• [INPUT MATERIAL]:
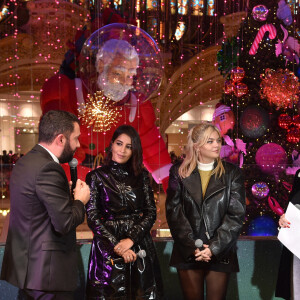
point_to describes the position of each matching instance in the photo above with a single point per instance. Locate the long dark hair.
(136, 159)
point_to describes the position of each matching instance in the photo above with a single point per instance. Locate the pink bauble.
(271, 158)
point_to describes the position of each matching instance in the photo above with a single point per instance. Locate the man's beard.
(114, 91)
(67, 153)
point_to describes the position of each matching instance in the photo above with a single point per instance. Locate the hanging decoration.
(227, 57)
(280, 88)
(289, 47)
(271, 158)
(233, 152)
(292, 125)
(260, 190)
(284, 13)
(274, 205)
(223, 118)
(284, 121)
(99, 112)
(260, 34)
(296, 163)
(293, 135)
(260, 13)
(234, 85)
(254, 121)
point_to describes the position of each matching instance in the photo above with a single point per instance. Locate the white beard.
(114, 91)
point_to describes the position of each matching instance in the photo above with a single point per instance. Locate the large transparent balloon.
(119, 58)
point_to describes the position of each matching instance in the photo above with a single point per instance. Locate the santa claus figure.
(117, 64)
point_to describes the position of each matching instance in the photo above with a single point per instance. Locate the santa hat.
(220, 109)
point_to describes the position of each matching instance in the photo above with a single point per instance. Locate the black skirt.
(227, 264)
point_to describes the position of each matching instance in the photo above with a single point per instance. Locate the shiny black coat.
(121, 206)
(222, 211)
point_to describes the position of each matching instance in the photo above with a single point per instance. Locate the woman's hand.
(123, 246)
(283, 222)
(203, 255)
(129, 256)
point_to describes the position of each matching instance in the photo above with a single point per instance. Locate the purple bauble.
(254, 121)
(260, 190)
(271, 158)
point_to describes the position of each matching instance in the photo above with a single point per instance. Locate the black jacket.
(121, 206)
(40, 251)
(222, 211)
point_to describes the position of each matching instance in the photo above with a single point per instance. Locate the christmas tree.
(261, 66)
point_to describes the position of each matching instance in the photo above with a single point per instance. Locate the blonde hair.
(197, 137)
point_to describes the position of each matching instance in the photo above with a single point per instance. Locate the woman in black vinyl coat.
(205, 205)
(121, 212)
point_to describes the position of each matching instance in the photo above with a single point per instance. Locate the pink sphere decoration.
(271, 158)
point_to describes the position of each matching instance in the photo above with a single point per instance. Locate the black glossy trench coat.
(121, 206)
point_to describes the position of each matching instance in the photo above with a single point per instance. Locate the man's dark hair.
(56, 122)
(136, 159)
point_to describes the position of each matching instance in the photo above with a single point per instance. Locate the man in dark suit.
(40, 253)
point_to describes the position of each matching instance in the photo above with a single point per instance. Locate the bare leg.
(216, 285)
(192, 284)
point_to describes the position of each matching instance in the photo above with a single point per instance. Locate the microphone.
(73, 172)
(120, 260)
(199, 243)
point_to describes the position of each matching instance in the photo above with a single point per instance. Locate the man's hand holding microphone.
(79, 188)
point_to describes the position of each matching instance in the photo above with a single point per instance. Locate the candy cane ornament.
(261, 32)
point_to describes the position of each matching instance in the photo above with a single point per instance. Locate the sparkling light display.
(260, 190)
(260, 13)
(280, 88)
(100, 112)
(284, 121)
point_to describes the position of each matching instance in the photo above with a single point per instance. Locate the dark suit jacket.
(40, 250)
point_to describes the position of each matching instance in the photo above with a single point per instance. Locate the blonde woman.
(205, 210)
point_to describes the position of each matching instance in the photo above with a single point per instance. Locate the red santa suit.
(62, 93)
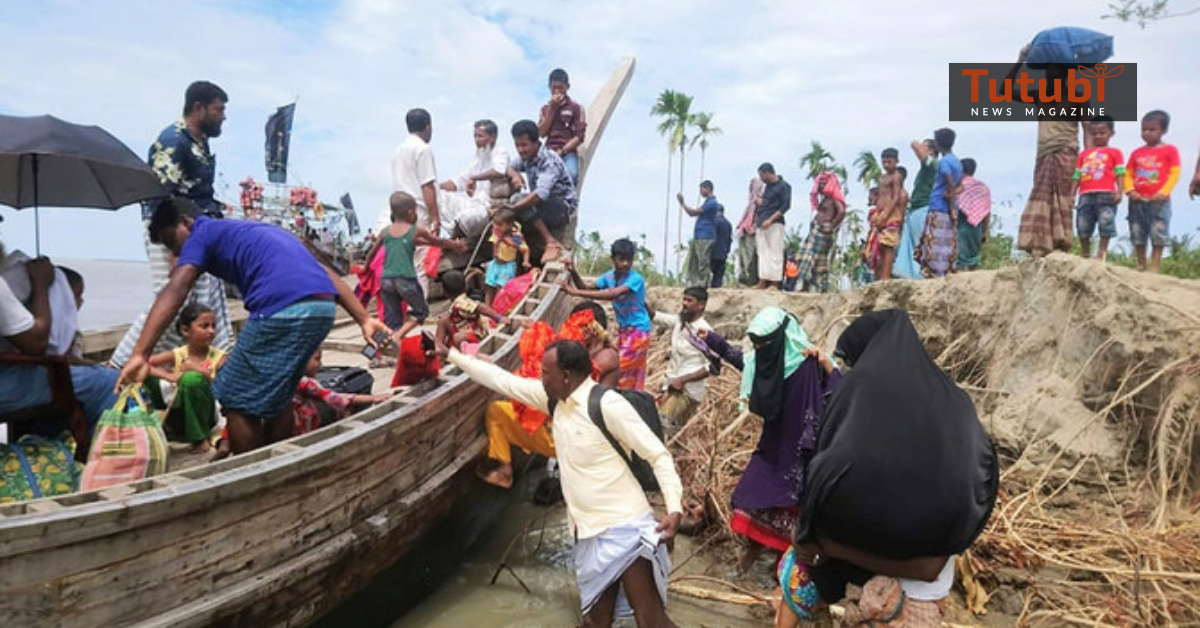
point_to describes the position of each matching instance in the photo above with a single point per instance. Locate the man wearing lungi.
(186, 166)
(291, 299)
(777, 199)
(621, 561)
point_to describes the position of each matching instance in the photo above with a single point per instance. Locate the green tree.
(705, 130)
(816, 160)
(1143, 11)
(869, 171)
(675, 111)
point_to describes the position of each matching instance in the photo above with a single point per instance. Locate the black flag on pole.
(279, 136)
(352, 217)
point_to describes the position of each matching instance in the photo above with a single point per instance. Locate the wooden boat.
(275, 537)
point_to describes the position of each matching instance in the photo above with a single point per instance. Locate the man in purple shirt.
(563, 123)
(291, 298)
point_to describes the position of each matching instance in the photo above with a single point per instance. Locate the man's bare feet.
(553, 249)
(498, 476)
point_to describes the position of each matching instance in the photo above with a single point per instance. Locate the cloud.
(855, 76)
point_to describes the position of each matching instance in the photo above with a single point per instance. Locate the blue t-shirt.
(270, 267)
(629, 307)
(948, 165)
(706, 222)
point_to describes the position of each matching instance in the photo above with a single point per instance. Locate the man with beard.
(688, 365)
(186, 167)
(466, 199)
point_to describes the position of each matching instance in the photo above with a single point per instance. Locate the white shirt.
(412, 166)
(15, 318)
(930, 591)
(486, 159)
(64, 312)
(598, 486)
(685, 358)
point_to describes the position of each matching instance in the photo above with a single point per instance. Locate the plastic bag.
(1068, 45)
(129, 444)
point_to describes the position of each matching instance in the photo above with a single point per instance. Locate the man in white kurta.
(466, 199)
(414, 172)
(617, 538)
(683, 389)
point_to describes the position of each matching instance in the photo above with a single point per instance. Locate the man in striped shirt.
(975, 214)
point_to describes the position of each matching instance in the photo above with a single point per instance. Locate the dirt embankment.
(1087, 377)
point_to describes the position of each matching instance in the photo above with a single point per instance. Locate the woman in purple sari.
(785, 380)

• [TASK OBJECTIVE]: Reproduce each line of the records exactly, and omit every picture.

• [FULL RESPONSE]:
point_to describes the position of each matching instance in the photo above with a single point per instance. Locate the long dark hair.
(136, 159)
point_to describes the position of each matching instance in the photo above with a single point per instance. Locate the pink bauble.
(271, 158)
point_to describes the position of each matching instance in the photo above with a single point per instance. Locate the man's beard.
(114, 91)
(67, 153)
point_to describes the position of each matching instance in the photo above with a single point per instance. Locate the hanging decoration.
(227, 57)
(280, 88)
(289, 47)
(271, 158)
(233, 152)
(292, 125)
(260, 190)
(284, 13)
(274, 205)
(223, 118)
(284, 121)
(99, 112)
(260, 34)
(296, 163)
(293, 135)
(260, 13)
(234, 85)
(254, 121)
point_to describes the position of each matching instance in the photo above with a single point per instance. Locate the white beard.
(114, 91)
point_to describes the position of each matching instance in the photo above with a single point per instance. Locate the large transparent balloon.
(119, 58)
point_to describes the position of each matching instance in the photo above with a single point per instance. Locate the santa claus figure.
(117, 64)
point_to describes the position of each matching instance in the photo above with a single point per instance. Locate the santa hat.
(220, 109)
point_to describes the position of each matching instance in the photo above with a single point per instance. Locate the black skirt.
(227, 264)
point_to describes the position of each matching instance in the photo above with a single point per instance. Locate the shiny black coat.
(121, 206)
(222, 211)
point_to describes the position of each matching instance in the photo above with a single point per instance. Locate the woman's hand.
(123, 246)
(283, 222)
(203, 255)
(129, 256)
point_to describes the position of each matching instance in the photo above with a single point per instance. Locate the purple bauble.
(254, 121)
(260, 190)
(271, 158)
point_to describes the position of each matching instance in the photo above with a single point per instance. Locate the black jacket.
(121, 206)
(40, 251)
(222, 211)
point_to describes the position of each matching instance in the photo above with a single point per instance. Locate the christmas tree.
(261, 66)
point_to describes the position of each matching instance in the photo above with a single point per instance. Locate the blonde hair.
(197, 137)
point_to describes the position of each matching instance in the photo above with a single point per instance. Locate the woman in black vinyl coat.
(205, 205)
(121, 212)
point_to describes the position of each matching instance in the photo above with a single point per instance. Locate the pink sphere decoration.
(271, 158)
point_to describes the position of each matching instance in the photo above with a single point per instance. Locate the black glossy trench coat.
(121, 206)
point_to describes the position of each matching instance in the photo above with a single point per instance. Locate the man's dark hair.
(56, 122)
(136, 159)
point_to describes the position of each matching instance in the photo above with a single point per instance. Locate the man in dark suit.
(40, 253)
point_to describes the position of each matching instance in the photo above with a single point per instance. Locate the bare leg.
(216, 285)
(192, 284)
point_to describes the position of each matching instance in the photo above with a single point per instance. Locate the microphone.
(73, 172)
(120, 260)
(199, 243)
point_to describes the position of each matching instance in the photo above with a single point per instance. Locate the man's hand holding microphone.
(79, 188)
point_to describes the position of each matching instance in the photo above with a single point per instance. Locate the candy cane ornament.
(261, 32)
point_to describes the position of each matching instance in the photo above with a single point per instance. Locate the sparkling light display.
(260, 190)
(260, 13)
(280, 88)
(100, 112)
(284, 121)
point_to describes the position of each matching instance in the photo above with a single point per instance. Locate the dark suit jacket.
(40, 250)
point_to describes the position of each matching instance in the photo above with a single point per instance. Locate the blonde woman.
(205, 210)
point_to describes the position of each matching instance in the photo above with a single point per instance. Locate the red santa suit.
(62, 93)
point_to describes the position of each matching instance in the photo above with a single point per instance. Locate the man wearing lungi.
(186, 166)
(291, 299)
(777, 199)
(621, 561)
point_to describes the position of each matching instance in the photo above with a single point per instance. Locate the green tree.
(705, 130)
(816, 160)
(1143, 11)
(869, 171)
(675, 111)
point_to describes the position of each matching instance in the photo above with a single point per instance. Locate the black flag on pole.
(279, 136)
(352, 217)
point_to describes the position of each matching instance in the photo above with a single point per instance. Locate the wooden boat.
(275, 537)
point_to describes the position of each matching instance in the photo above with a single point per instance. Locate the man in purple shirt.
(563, 123)
(291, 298)
point_to describes the position of each matching instance in the photo above with a single point per instance. Locate the man's bare feet.
(553, 249)
(498, 476)
point_to describes the position of each matching instance in the photo above with a single point per instance. Locate the cloud.
(855, 76)
point_to describes the position of each matching instance in the photo above with a single point per instance. Locate the blue t-shirt.
(270, 267)
(629, 307)
(948, 165)
(706, 222)
point_to describes the position of each matching instance in the photo above with a single point per instance. Locate the man with beard.
(688, 365)
(186, 167)
(466, 199)
point_to describes the position of each matching instance in the photo above with a single point per instance. Locate the white shirt.
(412, 166)
(15, 318)
(930, 591)
(486, 159)
(64, 312)
(598, 486)
(685, 358)
point_to describes the position of each matching instance in the photo above with a single point per instance. Locate the plastic bag.
(1068, 45)
(129, 444)
point_to describes the position of each matching instance in the photo above with a single point per instance. Locate the man in white kurta.
(466, 199)
(414, 172)
(617, 538)
(683, 389)
point_to describes the position of each matching instance in the photo above with a single point per instance. Locate the man in striped shirt.
(975, 214)
point_to describes the position of each matching instance in the photo above with a single point per instance. Locate the dirt embankment.
(1087, 377)
point_to describes the position of each matching instance in the photo above with a single point per instance. Locate the woman in purple sari.
(785, 380)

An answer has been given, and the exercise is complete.